Rewrite the lines below as a JSON list of strings, one string per line, with blank lines left out.

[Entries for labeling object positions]
+-------+

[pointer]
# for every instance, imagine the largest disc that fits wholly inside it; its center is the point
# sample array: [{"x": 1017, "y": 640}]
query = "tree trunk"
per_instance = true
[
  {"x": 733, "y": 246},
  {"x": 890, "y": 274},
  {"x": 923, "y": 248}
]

+-------+

Task response:
[
  "[pointer]",
  "# for every instance, imagine the largest disc that fits wholly inside it; its center is the point",
  "# sample array: [{\"x\": 1017, \"y\": 640}]",
  "query = \"tree trunk\"",
  "per_instance = true",
  "[",
  "  {\"x\": 733, \"y\": 246},",
  "  {\"x\": 890, \"y\": 274},",
  "  {\"x\": 923, \"y\": 248}",
  "]"
]